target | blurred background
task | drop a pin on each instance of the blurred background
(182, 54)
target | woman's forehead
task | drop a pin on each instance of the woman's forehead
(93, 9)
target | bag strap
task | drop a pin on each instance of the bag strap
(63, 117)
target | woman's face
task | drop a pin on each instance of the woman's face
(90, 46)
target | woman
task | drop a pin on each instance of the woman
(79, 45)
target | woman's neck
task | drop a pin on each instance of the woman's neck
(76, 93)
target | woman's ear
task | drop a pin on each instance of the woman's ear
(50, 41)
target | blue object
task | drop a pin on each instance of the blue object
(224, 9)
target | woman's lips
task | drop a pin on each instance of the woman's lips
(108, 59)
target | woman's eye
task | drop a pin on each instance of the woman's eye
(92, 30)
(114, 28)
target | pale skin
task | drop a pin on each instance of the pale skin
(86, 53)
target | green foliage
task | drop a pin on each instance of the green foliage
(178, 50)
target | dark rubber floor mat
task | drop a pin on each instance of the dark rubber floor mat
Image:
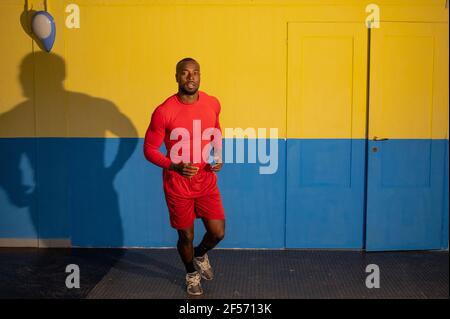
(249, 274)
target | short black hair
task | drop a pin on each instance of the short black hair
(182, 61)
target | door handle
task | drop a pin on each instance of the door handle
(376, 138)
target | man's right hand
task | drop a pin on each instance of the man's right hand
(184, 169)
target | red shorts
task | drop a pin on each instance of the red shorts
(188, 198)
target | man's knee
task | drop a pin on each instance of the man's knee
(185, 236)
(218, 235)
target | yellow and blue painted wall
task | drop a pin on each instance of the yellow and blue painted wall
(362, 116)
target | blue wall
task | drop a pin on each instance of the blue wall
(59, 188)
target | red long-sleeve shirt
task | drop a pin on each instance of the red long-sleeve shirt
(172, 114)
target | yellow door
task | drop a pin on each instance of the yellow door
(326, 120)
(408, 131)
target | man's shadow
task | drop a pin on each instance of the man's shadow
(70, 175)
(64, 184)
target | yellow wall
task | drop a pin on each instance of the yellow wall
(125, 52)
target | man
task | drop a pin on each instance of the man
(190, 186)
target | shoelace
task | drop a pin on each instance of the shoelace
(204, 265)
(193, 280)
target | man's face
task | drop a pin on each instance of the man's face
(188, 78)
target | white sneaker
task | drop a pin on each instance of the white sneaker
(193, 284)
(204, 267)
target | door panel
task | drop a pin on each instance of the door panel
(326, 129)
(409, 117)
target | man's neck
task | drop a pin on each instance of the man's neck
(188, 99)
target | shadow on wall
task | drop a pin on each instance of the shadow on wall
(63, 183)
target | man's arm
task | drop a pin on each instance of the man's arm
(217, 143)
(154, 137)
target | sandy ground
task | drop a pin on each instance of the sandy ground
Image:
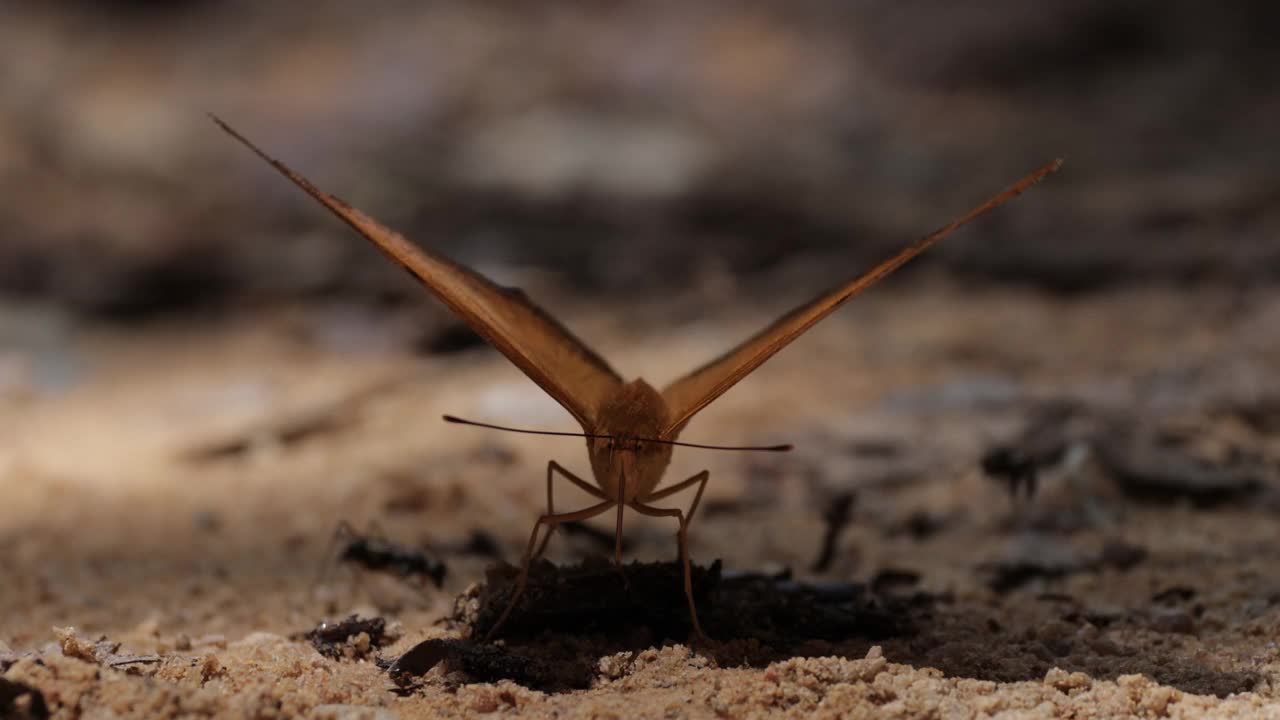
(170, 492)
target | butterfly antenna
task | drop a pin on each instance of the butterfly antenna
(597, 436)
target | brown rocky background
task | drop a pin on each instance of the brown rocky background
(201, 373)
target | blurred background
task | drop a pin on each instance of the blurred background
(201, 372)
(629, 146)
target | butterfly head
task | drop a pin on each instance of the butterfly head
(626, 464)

+ + + + +

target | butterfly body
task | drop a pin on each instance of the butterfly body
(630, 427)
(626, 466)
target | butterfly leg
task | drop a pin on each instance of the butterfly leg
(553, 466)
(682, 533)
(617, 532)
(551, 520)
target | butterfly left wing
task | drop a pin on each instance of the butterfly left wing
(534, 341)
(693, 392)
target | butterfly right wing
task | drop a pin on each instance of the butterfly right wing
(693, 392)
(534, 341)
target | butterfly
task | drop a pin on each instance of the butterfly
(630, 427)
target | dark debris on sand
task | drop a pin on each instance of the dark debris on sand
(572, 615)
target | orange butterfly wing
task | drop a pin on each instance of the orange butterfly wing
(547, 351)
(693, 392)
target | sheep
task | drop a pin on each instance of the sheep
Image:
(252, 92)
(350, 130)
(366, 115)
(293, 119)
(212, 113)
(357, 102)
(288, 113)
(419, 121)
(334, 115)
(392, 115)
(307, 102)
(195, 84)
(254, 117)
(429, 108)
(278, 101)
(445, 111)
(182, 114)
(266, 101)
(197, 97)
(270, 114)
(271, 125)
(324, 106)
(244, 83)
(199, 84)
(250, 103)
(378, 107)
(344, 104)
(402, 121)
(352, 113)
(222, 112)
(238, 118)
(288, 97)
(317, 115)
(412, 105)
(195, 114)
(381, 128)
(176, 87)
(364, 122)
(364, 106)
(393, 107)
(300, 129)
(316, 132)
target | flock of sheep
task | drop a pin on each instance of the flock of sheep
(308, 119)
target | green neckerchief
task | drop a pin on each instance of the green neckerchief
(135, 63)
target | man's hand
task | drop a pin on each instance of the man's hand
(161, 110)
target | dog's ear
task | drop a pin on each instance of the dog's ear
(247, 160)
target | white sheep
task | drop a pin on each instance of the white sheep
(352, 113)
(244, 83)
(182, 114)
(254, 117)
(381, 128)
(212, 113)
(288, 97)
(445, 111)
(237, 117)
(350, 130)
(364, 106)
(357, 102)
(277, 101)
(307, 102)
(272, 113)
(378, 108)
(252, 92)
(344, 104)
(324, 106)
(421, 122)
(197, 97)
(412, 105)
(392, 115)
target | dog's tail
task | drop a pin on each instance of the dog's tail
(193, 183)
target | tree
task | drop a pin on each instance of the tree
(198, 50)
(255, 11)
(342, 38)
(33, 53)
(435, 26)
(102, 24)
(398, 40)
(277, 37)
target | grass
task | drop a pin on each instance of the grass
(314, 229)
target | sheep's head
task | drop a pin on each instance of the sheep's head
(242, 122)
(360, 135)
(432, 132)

+ + + + +

JOB
Pull out every line of the material that contains the string "black", matching case exactly, and list each line in full.

SOLUTION TO THE EXERCISE
target | short black hair
task | drop a pin on each instance of the short black hair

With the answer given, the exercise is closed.